Brighton School Board OKs Raises for Non-Union Employees
September 14, 2022
By Tom Tolen / email@example.com
The Brighton Board of Education has approved a significant raise for 17 non-affiliated employees — a term which means they are not represented by a union. Following a closed-door meeting Monday the board approved the raises on a 6-0-1 vote.
The raises are identical to the ones approved earlier for the members of the Brighton education Association, which represents 325 teachers in the district. They amount to a 4.5% increase the first year, 3.5% the second year and 2% the third year the contract is in effect.
Although Trustee John Conely voted in favor of the agreement, he nonetheless asked several pointed questions about where the money was coming from and whether it was sustainable in the event of a decline in student enrollment.

## Questions to answer
1 – Decide whether each statement agrees with the report on Brighton school raises. Answer yes or no for each, and quote the words of the report that decide it.
(a) Every board member who voted on the raises voted in favor of them.
(b) The raise for the first year is 4.5%.
(c) Trustee John Conely voted against the agreement.
2 – Print the part of the report on Brighton school raises from "Brighton School Board" up to and including "a 6-0-1 vote.".

## Extracted records
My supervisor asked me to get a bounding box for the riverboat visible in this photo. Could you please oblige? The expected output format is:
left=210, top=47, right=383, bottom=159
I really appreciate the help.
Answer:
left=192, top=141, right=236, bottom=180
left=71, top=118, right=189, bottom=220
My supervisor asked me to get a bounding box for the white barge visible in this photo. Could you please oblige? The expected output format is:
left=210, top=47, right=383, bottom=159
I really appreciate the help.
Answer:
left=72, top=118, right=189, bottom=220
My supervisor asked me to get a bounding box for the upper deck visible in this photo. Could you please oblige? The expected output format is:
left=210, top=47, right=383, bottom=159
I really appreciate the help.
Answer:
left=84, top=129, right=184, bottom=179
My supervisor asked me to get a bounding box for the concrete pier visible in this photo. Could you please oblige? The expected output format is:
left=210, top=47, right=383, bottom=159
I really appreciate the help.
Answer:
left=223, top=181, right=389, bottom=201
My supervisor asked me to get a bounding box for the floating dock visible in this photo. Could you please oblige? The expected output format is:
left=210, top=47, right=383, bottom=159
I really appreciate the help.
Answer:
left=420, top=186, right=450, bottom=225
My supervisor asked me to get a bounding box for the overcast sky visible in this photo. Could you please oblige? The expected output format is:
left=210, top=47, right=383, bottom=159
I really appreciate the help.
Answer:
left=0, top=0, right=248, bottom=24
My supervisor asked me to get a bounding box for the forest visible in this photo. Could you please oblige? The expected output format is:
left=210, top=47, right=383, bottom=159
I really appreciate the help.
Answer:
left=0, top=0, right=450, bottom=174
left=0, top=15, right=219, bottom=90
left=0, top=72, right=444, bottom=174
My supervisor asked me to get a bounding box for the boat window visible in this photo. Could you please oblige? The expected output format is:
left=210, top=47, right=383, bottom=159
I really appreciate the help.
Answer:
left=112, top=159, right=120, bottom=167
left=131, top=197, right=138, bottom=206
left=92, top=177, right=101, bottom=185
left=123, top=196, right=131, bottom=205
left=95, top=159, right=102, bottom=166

## Answers to this exercise
1 –
(a) Yes: "the board approved the raises on a 6-0-1 vote."
(b) Yes: "They amount to a 4.5% increase the first year"
(c) No: "Trustee John Conely voted in favor of the agreement"

2 –
Brighton School Board OKs Raises for Non-Union Employees
September 14, 2022
By Tom Tolen / email@example.com
The Brighton Board of Education has approved a significant raise for 17 non-affiliated employees — a term which means they are not represented by a union. Following a closed-door meeting Monday the board approved the raises on a 6-0-1 vote.